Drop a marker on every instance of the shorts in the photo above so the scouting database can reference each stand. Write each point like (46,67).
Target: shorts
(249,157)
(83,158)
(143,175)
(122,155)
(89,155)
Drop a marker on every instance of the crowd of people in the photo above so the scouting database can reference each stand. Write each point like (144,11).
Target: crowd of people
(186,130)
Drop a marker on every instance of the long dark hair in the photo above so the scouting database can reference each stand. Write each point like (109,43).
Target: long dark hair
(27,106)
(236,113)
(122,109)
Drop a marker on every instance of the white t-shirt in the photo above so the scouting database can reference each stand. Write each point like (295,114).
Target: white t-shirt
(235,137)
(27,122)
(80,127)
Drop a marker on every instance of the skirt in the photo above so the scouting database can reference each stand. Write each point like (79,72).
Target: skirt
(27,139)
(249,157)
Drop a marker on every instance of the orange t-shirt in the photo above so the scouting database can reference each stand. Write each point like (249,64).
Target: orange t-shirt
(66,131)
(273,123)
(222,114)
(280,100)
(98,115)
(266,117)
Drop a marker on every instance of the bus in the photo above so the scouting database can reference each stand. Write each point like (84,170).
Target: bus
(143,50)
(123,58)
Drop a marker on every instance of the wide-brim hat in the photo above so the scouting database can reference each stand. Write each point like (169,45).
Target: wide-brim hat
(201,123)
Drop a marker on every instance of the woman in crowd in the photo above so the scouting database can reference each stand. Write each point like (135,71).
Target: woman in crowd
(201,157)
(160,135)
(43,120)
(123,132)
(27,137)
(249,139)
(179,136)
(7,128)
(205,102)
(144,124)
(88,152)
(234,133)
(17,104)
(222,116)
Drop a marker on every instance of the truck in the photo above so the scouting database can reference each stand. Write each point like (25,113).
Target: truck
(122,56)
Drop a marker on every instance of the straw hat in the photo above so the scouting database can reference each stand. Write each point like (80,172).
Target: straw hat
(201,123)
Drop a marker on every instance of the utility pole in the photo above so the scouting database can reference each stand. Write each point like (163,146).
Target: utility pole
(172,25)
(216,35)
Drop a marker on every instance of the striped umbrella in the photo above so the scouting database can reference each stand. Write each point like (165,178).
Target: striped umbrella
- - -
Arrange every line of the items above as a JSON list of strings, with one string per line and blank lines left out.

Written answer:
[
  "Drop a marker on every instance of the shorts in the photo above so the scouting database can reference each stand. Write each point like (46,67).",
  "Target: shorts",
  "(249,157)",
  "(83,158)",
  "(143,175)",
  "(122,155)",
  "(89,155)",
  "Drop a marker on every instance of the crowd of people in the photo above so the scouting database can reference each stand. Write each point like (144,11).",
  "Target: crowd of people",
  "(186,130)",
  "Drop a marker on every instance of the long dark hair in the photo above so the scouting database can reference each stand. Write each point like (109,43).",
  "Target: long dark hair",
  "(27,106)",
  "(236,113)",
  "(122,109)",
  "Drop a marker on every instance of the white t-shirt in the photo above so the scouting database can reference each stand. Write each point like (295,114).",
  "Target: white t-shirt",
  "(235,137)",
  "(27,122)",
  "(80,127)",
  "Drop a marker on every instance of the skirt in the photo above so the scouting database can reference each stand. Write each point like (79,72).",
  "Target: skirt",
  "(27,139)",
  "(249,157)",
  "Drop a marker on every instance of the orange t-shirt in the photo above so the scouting database can reference each stand. Write each point like (249,64).",
  "Target: orange t-shirt",
  "(66,131)",
  "(273,123)",
  "(222,114)",
  "(280,100)",
  "(98,115)",
  "(266,117)",
  "Drop a marker on every instance of the bus in the photo above so the scouting database can reference each stand. Write each point like (84,170).",
  "Target: bus",
  "(143,50)",
  "(123,58)",
  "Drop a marker on every instance of the wide-brim hat in the photo above so the scouting database can reference each stand. Write each point like (169,45).",
  "Target: wide-brim hat",
  "(201,123)",
  "Drop a marker on every instance of the woman in crowd in the photo above so the scouting database can reference each stand. Write each point like (135,71).",
  "Target: woman in crowd",
  "(201,157)",
  "(160,135)",
  "(43,120)",
  "(123,132)",
  "(27,137)",
  "(249,139)",
  "(179,136)",
  "(7,128)",
  "(205,102)",
  "(144,124)",
  "(88,152)",
  "(234,133)",
  "(17,104)",
  "(222,116)",
  "Drop a marker on every instance of the truck in the photo above so the scouting database can reference each stand. Write each point like (25,113).",
  "Target: truck",
  "(122,56)",
  "Drop a marker on every instance of the straw hat in the photo above so the scouting database can reference each stand. Write each point like (80,172).",
  "Target: straw hat",
  "(201,123)",
  "Drop a marker on every instance of the utility pole in the photo above so the scouting database can reference each stand. Write each point like (163,146).",
  "Target: utility pole",
  "(172,25)",
  "(216,35)",
  "Drop a marker on every instance of the striped umbrella in the photo above so the scouting database can reference each stand. Write each point like (165,178).",
  "Target: striped umbrella"
]